Records shown ▸
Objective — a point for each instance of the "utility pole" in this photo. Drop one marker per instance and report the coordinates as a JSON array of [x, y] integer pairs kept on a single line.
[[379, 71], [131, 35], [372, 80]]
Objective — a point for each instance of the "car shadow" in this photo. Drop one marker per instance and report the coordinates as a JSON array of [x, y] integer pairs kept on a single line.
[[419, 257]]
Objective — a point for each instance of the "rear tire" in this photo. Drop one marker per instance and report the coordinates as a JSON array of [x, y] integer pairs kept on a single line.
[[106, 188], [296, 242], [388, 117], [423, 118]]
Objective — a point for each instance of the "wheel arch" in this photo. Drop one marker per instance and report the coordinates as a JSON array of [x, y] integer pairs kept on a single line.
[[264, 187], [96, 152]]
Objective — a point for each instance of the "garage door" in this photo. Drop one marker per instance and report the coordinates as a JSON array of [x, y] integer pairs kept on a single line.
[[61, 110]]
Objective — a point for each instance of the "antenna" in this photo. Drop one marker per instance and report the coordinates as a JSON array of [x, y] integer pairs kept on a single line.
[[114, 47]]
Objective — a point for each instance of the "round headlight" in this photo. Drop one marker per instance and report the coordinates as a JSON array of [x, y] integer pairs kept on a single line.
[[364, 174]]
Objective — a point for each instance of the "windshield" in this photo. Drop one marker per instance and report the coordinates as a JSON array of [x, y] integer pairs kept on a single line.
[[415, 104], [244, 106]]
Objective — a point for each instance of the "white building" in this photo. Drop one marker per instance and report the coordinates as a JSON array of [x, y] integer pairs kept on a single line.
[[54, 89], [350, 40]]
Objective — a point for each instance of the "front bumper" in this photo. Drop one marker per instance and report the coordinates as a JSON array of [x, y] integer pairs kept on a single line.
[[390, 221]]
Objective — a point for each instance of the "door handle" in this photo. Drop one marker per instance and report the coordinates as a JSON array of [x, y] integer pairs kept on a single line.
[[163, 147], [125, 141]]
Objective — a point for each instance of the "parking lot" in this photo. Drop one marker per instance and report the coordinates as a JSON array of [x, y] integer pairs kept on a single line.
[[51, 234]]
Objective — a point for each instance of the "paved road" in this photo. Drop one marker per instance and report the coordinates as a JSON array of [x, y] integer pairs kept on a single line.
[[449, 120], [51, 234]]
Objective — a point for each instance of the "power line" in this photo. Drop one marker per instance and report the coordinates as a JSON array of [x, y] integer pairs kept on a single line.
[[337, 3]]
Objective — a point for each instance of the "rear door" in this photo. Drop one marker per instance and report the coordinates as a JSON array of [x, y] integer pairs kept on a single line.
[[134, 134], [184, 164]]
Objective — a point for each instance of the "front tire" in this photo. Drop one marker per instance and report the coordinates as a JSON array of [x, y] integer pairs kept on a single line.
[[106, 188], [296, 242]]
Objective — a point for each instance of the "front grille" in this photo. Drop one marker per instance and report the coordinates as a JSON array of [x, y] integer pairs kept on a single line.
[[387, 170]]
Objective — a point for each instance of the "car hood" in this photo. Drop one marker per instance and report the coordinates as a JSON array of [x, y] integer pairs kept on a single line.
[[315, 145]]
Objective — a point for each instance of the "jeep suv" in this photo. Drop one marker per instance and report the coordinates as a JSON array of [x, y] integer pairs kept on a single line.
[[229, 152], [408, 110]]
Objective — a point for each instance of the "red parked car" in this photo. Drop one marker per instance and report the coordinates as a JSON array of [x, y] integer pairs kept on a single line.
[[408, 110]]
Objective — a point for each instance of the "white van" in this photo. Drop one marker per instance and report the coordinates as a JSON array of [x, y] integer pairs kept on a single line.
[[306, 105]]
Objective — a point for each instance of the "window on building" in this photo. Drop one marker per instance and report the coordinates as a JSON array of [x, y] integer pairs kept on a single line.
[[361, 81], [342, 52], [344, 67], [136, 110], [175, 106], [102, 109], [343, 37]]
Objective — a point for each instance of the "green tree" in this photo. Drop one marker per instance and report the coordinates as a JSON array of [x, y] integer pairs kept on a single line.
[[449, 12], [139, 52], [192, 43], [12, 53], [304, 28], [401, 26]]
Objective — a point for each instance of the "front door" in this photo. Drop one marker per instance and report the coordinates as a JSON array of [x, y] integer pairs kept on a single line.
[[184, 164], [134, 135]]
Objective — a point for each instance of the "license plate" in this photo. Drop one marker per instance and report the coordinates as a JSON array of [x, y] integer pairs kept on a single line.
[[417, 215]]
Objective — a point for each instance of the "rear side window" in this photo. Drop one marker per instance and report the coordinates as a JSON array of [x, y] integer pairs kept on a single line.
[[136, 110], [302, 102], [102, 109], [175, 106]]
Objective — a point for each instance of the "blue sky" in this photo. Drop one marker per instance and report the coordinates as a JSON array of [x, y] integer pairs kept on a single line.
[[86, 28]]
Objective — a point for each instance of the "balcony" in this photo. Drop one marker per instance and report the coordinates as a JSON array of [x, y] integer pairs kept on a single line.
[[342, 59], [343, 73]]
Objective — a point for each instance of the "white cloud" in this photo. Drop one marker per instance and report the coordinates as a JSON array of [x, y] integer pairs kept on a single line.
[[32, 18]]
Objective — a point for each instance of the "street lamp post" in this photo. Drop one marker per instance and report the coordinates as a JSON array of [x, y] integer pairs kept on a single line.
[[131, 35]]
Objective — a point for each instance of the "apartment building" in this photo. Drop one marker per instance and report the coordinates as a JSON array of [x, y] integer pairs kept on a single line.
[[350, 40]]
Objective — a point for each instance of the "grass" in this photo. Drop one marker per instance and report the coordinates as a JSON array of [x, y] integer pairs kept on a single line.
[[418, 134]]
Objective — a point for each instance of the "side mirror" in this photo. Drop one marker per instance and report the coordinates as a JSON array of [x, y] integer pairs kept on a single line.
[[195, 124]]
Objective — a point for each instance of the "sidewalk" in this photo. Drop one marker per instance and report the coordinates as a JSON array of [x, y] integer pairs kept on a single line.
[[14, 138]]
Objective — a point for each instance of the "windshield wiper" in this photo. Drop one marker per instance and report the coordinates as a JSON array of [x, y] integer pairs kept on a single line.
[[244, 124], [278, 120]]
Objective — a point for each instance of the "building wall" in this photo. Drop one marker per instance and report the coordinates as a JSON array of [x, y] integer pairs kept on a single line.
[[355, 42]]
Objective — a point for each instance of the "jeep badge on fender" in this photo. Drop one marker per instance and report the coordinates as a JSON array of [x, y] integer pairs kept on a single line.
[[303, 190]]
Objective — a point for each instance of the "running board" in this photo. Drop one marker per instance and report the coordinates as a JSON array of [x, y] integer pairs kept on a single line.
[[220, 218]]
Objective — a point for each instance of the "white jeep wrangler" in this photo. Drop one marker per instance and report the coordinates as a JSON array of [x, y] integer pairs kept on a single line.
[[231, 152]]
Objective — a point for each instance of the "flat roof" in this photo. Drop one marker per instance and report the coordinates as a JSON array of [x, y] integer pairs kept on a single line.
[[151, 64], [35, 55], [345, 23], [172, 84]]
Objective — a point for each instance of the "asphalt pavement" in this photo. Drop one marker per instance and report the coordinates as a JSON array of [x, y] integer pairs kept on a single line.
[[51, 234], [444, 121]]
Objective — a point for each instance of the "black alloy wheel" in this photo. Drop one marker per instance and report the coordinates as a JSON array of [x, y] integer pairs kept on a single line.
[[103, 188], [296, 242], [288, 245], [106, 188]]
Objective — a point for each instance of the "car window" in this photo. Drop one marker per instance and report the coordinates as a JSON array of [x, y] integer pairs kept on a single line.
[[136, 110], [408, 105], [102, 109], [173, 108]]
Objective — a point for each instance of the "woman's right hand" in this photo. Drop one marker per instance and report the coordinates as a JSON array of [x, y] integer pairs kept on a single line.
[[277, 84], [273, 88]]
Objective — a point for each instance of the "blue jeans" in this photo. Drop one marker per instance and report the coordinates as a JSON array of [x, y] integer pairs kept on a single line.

Task description ▸ Pick out every line of the records above that contains the word "grille", matching case, and copy each one.

Solution ▸
Objective — a point for each instance of the "front grille" in this photo. Drop one marker per instance and report the coordinates as a JSON array of [x, y] integer pairs kept on a single line.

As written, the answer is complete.